→ Written problem
In the listing below, swap every "object detector" for "object locator" and keep everything else the same. Write out the whole listing again without the pictures.
===== Material for the task =====
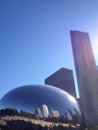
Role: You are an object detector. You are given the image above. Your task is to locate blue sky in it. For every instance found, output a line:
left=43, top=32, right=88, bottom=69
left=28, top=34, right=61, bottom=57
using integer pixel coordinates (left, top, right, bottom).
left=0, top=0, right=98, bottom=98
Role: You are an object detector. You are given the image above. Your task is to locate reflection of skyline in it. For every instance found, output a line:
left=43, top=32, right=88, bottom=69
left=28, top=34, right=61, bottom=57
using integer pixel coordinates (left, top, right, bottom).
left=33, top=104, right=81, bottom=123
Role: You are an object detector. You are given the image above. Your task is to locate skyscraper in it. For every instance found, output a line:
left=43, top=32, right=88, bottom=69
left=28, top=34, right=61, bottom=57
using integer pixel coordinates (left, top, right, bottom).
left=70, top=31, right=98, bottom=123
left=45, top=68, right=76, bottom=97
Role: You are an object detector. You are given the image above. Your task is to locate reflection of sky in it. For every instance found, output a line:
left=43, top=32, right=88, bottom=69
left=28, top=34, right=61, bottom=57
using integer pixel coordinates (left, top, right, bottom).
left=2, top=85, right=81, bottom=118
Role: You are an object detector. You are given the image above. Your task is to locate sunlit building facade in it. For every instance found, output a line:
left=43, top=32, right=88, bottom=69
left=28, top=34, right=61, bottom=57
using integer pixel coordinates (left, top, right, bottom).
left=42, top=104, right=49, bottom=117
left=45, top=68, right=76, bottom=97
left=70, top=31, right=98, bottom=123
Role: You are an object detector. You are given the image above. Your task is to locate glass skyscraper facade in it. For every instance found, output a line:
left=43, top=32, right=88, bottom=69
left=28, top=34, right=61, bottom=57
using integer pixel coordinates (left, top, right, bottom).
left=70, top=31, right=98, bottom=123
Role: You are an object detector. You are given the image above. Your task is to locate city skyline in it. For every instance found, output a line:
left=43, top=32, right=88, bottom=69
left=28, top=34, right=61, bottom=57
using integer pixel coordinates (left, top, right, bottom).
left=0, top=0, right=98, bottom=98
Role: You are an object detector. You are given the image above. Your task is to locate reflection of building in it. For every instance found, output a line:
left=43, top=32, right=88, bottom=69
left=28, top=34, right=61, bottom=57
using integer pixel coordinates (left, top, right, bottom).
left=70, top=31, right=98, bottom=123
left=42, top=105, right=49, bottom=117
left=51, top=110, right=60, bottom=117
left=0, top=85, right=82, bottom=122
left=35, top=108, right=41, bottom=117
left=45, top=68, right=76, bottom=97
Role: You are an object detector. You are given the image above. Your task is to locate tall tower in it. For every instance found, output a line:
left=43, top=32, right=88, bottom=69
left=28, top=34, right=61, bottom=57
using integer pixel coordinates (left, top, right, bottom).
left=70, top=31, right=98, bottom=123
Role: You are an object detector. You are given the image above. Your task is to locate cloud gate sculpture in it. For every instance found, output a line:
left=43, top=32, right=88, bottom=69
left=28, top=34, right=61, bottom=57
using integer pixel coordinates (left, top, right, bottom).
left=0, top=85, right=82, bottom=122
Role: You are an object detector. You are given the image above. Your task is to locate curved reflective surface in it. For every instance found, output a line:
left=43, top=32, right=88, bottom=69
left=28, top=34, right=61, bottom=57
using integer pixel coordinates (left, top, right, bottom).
=====
→ Solution to the problem
Role: You are an object locator. You are given the image above. Your task is to locate blue sky in it. For every instance found, output a line:
left=43, top=32, right=88, bottom=69
left=28, top=34, right=61, bottom=57
using integer pixel coordinates (left, top, right, bottom).
left=0, top=0, right=98, bottom=98
Role: You are an object locator. You are given the image above. Your task is to locate reflection of skyline in it. For every instance found, output a line:
left=43, top=32, right=88, bottom=69
left=28, top=34, right=61, bottom=57
using integer pixel coordinates (left, top, right, bottom).
left=33, top=104, right=81, bottom=123
Role: You are an object locator. You are given the image above. Your task is to locate skyscraper in it. For every instance found, output a line:
left=43, top=32, right=88, bottom=69
left=28, top=34, right=61, bottom=57
using integer pixel coordinates (left, top, right, bottom).
left=70, top=31, right=98, bottom=123
left=45, top=68, right=76, bottom=97
Role: You are an object locator. You are given the image above. Your task is to locate reflection of sky in it. For every instance found, output a line:
left=43, top=32, right=88, bottom=69
left=28, top=34, right=61, bottom=57
using integer pixel coordinates (left, top, right, bottom).
left=2, top=85, right=81, bottom=118
Role: You are an object locator. You are given the image above. Your task is to locate sunlit building facade in it. For every instance found, output a line:
left=43, top=32, right=88, bottom=69
left=28, top=34, right=61, bottom=57
using integer pixel coordinates (left, top, right, bottom).
left=42, top=104, right=49, bottom=117
left=45, top=68, right=76, bottom=97
left=70, top=31, right=98, bottom=123
Role: You are an object locator. You are given the image above. Your task is to locate glass skyscraper facade in it. For every instance found, output a line:
left=43, top=32, right=88, bottom=69
left=28, top=34, right=61, bottom=57
using integer pixel coordinates (left, top, right, bottom).
left=70, top=31, right=98, bottom=123
Role: You are an object locator. You are given the image above. Your task is to locate city skyline in it. For every instance found, output a line:
left=43, top=32, right=88, bottom=69
left=28, top=34, right=61, bottom=57
using integer pixel coordinates (left, top, right, bottom).
left=0, top=0, right=98, bottom=98
Role: You are an object locator. You are given the image above. Your task is to locate reflection of building in it. For every instance found, output a line:
left=43, top=32, right=88, bottom=69
left=28, top=34, right=61, bottom=57
using integer pixel coordinates (left, top, right, bottom).
left=70, top=31, right=98, bottom=123
left=42, top=105, right=49, bottom=117
left=51, top=110, right=60, bottom=117
left=0, top=85, right=82, bottom=122
left=35, top=108, right=41, bottom=117
left=45, top=68, right=76, bottom=97
Role: You are an object locator. You are given the image above. Your task is to locate tall tower in it. For every instance found, output a line:
left=43, top=32, right=88, bottom=69
left=28, top=34, right=61, bottom=57
using integer pixel coordinates (left, top, right, bottom).
left=70, top=31, right=98, bottom=123
Role: You are an object locator. You are given the image above. Your task is to locate cloud gate sculpture in it. For every instance found, output a line:
left=43, top=32, right=88, bottom=69
left=28, top=34, right=61, bottom=57
using integer pixel coordinates (left, top, right, bottom).
left=0, top=85, right=82, bottom=122
Role: You are an object locator. You are given the image above. Your task is to locate curved reflective surface in it. For every instance found, output a line:
left=43, top=32, right=88, bottom=69
left=28, top=34, right=61, bottom=57
using integer pixel coordinates (left, top, right, bottom).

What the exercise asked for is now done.